>>>>>

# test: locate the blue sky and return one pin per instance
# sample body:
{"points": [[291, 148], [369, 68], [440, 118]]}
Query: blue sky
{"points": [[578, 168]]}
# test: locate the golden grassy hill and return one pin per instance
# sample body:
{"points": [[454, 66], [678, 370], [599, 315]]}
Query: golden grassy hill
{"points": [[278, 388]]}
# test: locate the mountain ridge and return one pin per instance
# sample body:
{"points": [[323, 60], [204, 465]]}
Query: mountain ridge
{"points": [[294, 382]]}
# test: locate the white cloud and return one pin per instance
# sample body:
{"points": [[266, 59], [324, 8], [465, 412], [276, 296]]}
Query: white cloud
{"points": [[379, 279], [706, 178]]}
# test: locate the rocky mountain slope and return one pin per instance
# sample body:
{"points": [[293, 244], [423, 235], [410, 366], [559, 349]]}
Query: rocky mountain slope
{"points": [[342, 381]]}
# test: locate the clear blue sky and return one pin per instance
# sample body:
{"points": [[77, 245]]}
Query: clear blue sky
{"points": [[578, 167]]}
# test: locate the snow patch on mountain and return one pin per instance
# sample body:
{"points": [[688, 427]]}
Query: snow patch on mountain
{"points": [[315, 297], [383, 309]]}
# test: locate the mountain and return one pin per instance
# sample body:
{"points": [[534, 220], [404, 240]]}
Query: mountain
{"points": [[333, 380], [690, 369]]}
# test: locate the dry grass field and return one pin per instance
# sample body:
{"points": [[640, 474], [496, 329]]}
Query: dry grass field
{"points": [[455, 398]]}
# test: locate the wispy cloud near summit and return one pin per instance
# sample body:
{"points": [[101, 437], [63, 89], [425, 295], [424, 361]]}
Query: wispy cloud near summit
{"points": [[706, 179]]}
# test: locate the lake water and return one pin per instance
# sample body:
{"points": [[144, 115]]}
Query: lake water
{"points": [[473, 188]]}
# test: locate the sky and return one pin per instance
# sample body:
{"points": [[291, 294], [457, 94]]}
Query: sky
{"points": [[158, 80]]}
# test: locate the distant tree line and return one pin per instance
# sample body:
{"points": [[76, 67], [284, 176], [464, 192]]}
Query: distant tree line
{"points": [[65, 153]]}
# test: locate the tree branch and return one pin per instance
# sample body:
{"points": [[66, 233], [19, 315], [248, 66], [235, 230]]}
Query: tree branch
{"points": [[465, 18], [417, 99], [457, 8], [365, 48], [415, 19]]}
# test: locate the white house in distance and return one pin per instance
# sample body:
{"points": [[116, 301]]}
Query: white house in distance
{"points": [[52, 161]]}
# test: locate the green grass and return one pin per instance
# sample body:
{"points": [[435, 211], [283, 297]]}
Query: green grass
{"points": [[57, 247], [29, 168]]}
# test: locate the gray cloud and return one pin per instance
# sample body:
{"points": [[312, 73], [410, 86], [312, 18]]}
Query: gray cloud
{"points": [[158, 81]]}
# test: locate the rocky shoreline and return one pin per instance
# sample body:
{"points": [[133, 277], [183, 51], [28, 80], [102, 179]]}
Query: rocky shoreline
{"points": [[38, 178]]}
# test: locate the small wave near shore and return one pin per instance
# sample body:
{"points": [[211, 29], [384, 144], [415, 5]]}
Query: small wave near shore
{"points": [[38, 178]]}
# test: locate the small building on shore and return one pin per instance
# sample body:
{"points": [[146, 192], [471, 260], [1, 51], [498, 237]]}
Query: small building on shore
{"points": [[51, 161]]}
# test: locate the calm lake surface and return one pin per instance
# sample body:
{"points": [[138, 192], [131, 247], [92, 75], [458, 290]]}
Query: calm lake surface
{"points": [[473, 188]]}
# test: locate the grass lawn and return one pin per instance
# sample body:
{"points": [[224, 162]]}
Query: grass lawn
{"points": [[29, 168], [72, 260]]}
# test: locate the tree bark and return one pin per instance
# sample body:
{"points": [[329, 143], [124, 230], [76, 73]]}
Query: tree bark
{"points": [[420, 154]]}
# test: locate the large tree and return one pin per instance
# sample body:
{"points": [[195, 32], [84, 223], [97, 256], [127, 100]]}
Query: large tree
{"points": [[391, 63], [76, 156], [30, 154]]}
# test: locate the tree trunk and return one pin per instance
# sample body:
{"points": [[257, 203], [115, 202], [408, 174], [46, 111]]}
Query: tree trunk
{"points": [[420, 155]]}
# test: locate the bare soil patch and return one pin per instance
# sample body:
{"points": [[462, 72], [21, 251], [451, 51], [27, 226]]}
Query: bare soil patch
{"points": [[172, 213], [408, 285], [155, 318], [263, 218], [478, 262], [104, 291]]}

<<<<<

* [YOUR ASSIGNMENT] In full and exactly, transcribe the material above.

* [SOLUTION]
# test: locate the blue sky and return one pin per instance
# sample body:
{"points": [[291, 148], [369, 68], [440, 118]]}
Query: blue sky
{"points": [[578, 168]]}
# test: locate the golden grassy hill and return one pin per instance
# sample body:
{"points": [[454, 66], [678, 370], [599, 315]]}
Query: golden grassy hill
{"points": [[278, 388]]}
# test: locate the mountain ridge and return one pin per instance
# sample body:
{"points": [[323, 60], [204, 465]]}
Query: mountain ridge
{"points": [[294, 382]]}
# test: locate the white cloud and return one pin per instance
# sample body:
{"points": [[266, 59], [324, 8], [465, 412], [276, 296]]}
Query: white cloud
{"points": [[379, 279], [706, 178]]}
# test: locate the rocky mountain slope and return one pin per instance
# sample body:
{"points": [[293, 244], [423, 235], [410, 366], [559, 349]]}
Query: rocky mountain slope
{"points": [[342, 381]]}
# test: locate the clear blue sky and return one pin per instance
# sample body:
{"points": [[77, 245]]}
Query: clear blue sky
{"points": [[578, 167]]}
# test: locate the snow patch on mountain and return one pin per instance
# sample body:
{"points": [[688, 427]]}
Query: snow patch on mountain
{"points": [[315, 297], [383, 309]]}
# test: locate the mountain and return one pin per instance
# sample body:
{"points": [[534, 220], [404, 240]]}
Query: mountain
{"points": [[333, 380], [690, 369]]}
# test: locate the dry grass field and return one pin per instance
# sample body:
{"points": [[640, 474], [496, 329]]}
Query: dry grass field
{"points": [[455, 398]]}
# test: locate the wispy cloud near summit and return one pin per instance
# sample body:
{"points": [[101, 437], [63, 89], [425, 295], [424, 361]]}
Query: wispy cloud near summit
{"points": [[706, 179]]}
# test: locate the lake water and return one pin per instance
# sample body:
{"points": [[144, 115]]}
Query: lake water
{"points": [[473, 188]]}
# test: locate the sky and return one pin per instance
# sample body:
{"points": [[291, 294], [457, 94]]}
Query: sky
{"points": [[158, 80]]}
# test: locate the distant tree line and return one pin per instance
# sample body:
{"points": [[76, 67], [284, 176], [464, 192]]}
Query: distant tree line
{"points": [[65, 153]]}
# test: locate the tree branch and return one pin per instance
# sample body:
{"points": [[66, 233], [19, 315], [248, 66], [235, 230]]}
Query: tree branch
{"points": [[465, 18], [417, 99], [457, 8], [365, 48], [415, 19]]}
# test: locate the white house in distance and return one pin per instance
# sample body:
{"points": [[116, 301]]}
Query: white house in distance
{"points": [[52, 161]]}
# test: locate the green grass and return one pin per instance
# sample body:
{"points": [[435, 211], [283, 297]]}
Query: green grass
{"points": [[57, 247], [29, 168]]}
# test: locate the gray cloud and return one pin per instance
# sample body:
{"points": [[312, 73], [410, 86], [312, 18]]}
Query: gray cloud
{"points": [[158, 81]]}
# test: locate the rocky shoreline and return one pin per instance
# sample body:
{"points": [[133, 277], [183, 51], [28, 80], [102, 179]]}
Query: rocky shoreline
{"points": [[38, 178]]}
# test: locate the small wave near shore and return one pin per instance
# sample body:
{"points": [[211, 29], [384, 144], [415, 5]]}
Query: small wave near shore
{"points": [[38, 178]]}
# test: locate the small building on shore and return one pin per instance
# sample body:
{"points": [[146, 192], [471, 260], [1, 51], [498, 237]]}
Query: small building on shore
{"points": [[51, 161]]}
# test: locate the calm lake surface and return one pin per instance
# sample body:
{"points": [[138, 192], [131, 247], [92, 75], [458, 290]]}
Query: calm lake surface
{"points": [[473, 188]]}
# test: locate the grass lawn and return one pin per instance
# sample body:
{"points": [[224, 162]]}
Query: grass lawn
{"points": [[29, 168], [72, 260]]}
# test: locate the tree bark and return one pin per instance
# sample body:
{"points": [[329, 143], [124, 230], [76, 73]]}
Query: tree bark
{"points": [[420, 154]]}
# test: locate the large tree and return one pin per instance
# sample body:
{"points": [[195, 32], [84, 223], [97, 256], [127, 100]]}
Query: large tree
{"points": [[391, 63], [76, 156], [30, 154]]}
# test: locate the tree trunk and return one pin per instance
# sample body:
{"points": [[257, 203], [115, 202], [408, 174], [46, 111]]}
Query: tree trunk
{"points": [[420, 155]]}
# test: locate the bare soil patch and return one pin per instance
# sample body:
{"points": [[462, 72], [21, 251], [451, 51], [27, 226]]}
Query: bare soil patch
{"points": [[172, 213], [408, 285], [155, 318], [263, 218], [478, 262], [104, 291]]}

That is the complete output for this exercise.